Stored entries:
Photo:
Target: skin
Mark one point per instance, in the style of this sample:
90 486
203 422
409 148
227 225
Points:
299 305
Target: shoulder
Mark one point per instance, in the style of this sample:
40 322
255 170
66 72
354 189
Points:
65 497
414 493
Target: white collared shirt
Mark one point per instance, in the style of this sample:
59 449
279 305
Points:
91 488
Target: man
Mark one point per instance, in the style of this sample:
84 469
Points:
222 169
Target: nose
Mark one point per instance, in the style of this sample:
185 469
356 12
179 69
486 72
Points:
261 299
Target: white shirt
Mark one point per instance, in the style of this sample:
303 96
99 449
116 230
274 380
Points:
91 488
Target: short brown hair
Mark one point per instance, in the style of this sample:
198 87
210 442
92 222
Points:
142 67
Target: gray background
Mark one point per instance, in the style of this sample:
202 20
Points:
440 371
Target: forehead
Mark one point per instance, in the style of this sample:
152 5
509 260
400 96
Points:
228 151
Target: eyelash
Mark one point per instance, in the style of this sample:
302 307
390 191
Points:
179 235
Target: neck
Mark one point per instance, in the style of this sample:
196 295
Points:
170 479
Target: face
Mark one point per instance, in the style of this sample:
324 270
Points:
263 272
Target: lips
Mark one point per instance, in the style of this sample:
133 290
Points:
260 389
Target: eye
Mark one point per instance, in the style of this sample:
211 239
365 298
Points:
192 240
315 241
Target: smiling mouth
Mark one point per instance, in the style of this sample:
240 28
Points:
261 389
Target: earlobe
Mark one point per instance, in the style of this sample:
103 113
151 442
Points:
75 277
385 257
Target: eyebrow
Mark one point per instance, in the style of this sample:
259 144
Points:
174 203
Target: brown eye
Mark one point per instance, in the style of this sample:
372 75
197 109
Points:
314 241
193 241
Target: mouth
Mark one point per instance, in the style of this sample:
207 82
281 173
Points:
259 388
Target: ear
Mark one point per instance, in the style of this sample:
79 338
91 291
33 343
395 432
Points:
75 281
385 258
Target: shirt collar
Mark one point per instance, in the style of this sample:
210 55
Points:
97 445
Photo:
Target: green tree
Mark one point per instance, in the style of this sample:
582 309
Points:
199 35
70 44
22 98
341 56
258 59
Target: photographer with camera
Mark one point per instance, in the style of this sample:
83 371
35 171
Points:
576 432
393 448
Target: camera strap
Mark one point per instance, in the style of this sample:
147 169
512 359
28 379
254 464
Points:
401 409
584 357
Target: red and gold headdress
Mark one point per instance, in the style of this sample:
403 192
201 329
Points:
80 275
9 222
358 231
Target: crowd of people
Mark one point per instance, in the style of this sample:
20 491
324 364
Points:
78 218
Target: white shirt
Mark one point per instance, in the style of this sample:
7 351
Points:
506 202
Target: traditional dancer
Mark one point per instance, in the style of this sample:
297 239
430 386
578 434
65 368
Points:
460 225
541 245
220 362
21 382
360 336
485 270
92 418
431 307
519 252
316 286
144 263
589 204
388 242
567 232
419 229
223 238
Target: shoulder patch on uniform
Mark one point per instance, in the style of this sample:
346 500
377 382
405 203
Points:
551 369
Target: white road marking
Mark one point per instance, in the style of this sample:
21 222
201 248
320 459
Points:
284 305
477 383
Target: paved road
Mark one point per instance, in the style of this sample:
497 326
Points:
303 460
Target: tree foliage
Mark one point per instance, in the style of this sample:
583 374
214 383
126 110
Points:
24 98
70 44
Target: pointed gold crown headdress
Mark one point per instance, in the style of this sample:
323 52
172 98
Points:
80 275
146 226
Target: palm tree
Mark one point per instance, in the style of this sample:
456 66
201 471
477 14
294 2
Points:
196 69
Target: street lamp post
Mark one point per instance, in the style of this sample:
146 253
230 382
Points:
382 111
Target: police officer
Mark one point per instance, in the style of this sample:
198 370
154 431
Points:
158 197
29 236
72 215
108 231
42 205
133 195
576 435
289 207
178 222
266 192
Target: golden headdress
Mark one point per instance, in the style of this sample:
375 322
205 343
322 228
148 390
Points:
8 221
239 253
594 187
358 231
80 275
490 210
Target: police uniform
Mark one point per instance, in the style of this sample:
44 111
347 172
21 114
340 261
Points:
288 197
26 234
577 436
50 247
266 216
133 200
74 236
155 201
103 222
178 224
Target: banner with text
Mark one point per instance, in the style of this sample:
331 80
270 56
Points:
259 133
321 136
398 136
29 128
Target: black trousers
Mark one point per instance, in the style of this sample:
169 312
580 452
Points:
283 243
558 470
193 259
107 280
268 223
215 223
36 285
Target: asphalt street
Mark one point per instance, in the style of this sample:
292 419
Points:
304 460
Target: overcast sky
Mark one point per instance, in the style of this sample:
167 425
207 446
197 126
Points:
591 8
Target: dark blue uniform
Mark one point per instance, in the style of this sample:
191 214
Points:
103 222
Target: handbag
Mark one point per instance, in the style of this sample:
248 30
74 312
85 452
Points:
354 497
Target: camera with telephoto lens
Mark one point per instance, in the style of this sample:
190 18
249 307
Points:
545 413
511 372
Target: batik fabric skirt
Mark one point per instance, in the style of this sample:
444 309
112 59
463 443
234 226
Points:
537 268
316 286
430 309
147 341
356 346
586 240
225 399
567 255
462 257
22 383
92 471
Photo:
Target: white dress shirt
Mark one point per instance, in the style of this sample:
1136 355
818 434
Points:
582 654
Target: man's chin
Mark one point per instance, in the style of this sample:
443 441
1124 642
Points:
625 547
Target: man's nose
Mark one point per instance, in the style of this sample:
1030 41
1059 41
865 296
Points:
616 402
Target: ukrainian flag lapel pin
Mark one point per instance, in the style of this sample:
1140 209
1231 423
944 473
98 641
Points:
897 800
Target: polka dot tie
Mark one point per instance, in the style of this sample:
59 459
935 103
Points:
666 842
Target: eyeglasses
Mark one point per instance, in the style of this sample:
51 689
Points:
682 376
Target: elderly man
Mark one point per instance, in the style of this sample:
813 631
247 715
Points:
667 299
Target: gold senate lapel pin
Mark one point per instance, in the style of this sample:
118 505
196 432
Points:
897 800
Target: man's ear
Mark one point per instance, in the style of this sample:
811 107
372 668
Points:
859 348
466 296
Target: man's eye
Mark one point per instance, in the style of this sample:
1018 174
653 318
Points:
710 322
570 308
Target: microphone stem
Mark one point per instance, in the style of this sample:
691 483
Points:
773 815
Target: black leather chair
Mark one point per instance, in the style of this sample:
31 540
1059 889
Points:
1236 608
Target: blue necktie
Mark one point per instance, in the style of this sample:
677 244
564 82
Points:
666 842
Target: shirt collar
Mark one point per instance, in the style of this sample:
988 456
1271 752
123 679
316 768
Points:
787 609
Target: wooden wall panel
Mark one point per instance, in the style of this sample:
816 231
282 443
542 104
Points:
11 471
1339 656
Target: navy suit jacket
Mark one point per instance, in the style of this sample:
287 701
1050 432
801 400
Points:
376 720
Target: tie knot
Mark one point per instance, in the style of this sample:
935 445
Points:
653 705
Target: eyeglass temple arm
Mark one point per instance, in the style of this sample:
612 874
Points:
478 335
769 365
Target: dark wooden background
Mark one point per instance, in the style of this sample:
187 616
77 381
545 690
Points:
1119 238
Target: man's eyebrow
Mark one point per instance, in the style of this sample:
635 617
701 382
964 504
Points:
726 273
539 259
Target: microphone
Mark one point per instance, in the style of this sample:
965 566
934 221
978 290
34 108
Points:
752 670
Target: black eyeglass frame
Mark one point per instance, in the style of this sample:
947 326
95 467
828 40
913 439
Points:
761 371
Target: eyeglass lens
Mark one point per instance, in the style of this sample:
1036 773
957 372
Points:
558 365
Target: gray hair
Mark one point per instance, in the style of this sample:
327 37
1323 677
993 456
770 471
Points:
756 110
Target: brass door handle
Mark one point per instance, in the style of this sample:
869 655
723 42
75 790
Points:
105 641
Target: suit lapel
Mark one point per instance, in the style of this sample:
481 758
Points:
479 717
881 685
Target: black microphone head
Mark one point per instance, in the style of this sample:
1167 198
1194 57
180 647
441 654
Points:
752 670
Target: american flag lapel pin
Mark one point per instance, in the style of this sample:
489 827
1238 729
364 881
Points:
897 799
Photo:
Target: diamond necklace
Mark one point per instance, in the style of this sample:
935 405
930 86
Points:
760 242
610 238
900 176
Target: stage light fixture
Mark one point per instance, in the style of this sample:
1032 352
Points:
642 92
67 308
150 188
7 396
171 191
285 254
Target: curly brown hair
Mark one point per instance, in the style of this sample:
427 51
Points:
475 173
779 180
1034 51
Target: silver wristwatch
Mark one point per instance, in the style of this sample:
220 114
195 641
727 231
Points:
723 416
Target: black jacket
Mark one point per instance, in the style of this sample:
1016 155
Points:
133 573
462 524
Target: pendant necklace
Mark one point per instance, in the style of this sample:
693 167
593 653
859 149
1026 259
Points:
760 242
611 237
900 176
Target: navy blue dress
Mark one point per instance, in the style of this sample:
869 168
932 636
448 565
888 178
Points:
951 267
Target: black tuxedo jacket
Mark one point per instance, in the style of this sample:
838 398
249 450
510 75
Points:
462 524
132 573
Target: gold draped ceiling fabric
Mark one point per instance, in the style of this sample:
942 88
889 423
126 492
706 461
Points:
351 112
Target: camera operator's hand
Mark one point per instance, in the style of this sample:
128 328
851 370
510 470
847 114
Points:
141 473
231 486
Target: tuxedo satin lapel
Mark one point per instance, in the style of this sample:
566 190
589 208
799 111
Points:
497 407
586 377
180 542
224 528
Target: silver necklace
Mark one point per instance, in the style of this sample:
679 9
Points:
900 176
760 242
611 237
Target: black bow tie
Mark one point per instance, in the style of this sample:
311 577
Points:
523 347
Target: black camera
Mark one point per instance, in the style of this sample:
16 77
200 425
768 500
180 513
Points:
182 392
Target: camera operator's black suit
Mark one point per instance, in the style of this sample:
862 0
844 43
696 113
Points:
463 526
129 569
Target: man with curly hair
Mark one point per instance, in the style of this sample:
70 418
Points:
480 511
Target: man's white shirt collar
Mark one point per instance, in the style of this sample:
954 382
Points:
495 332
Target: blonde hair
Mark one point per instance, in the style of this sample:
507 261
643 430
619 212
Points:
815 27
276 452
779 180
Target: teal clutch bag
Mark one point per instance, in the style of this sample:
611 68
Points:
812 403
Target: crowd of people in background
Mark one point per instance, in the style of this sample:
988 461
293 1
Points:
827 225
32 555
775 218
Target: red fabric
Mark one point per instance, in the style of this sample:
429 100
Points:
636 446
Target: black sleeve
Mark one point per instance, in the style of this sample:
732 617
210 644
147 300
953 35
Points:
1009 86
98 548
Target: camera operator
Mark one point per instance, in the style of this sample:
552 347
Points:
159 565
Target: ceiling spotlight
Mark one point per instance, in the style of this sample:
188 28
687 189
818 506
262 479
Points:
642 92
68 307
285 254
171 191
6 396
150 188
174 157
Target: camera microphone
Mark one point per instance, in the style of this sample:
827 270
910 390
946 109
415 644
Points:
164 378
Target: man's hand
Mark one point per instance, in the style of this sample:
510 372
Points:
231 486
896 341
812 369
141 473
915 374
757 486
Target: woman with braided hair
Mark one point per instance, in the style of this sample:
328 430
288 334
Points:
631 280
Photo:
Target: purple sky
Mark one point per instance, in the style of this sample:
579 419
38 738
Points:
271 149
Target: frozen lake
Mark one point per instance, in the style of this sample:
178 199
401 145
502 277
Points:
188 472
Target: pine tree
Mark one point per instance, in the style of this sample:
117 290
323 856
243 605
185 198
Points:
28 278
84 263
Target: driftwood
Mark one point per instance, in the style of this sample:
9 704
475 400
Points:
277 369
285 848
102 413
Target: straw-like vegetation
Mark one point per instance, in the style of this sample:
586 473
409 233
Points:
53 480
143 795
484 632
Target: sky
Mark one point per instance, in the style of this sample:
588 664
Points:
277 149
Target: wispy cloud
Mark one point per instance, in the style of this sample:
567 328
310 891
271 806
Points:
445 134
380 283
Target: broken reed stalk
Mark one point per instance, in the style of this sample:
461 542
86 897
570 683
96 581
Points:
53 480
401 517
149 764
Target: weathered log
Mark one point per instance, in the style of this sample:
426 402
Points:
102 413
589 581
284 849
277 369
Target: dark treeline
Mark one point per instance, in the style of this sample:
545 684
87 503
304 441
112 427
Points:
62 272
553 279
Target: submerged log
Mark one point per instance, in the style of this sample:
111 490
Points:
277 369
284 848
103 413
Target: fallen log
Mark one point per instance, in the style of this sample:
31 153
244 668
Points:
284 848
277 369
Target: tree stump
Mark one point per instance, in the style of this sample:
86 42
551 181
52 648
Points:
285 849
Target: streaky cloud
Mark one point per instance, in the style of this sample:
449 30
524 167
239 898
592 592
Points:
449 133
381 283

YOUR TASK: Using the records above, please retype only the run of lines from the line holding "Target: weathered log" through the last line, both ends included.

TASK RESULT:
Target: weathered log
Mark one point per instance, in the style of this sample:
426 402
Points:
102 413
589 581
284 849
277 369
Target: dark treeline
Mark one point per instance, in the style of this sample:
545 684
87 503
304 441
112 427
Points:
62 272
553 279
Target: submerged log
Mark one point per instance, in the style of this sample:
111 490
Points:
277 369
284 848
103 413
Target: fallen log
Mark one point per instance, in the style of this sample:
31 153
244 668
Points:
284 848
277 369
Target: tree stump
Mark one point per instance, in the style of this sample:
86 42
551 181
52 648
Points:
285 849
Target: streaky cloud
Mark one point per instance, in the style of this sample:
449 30
524 167
239 898
592 592
Points:
449 133
381 283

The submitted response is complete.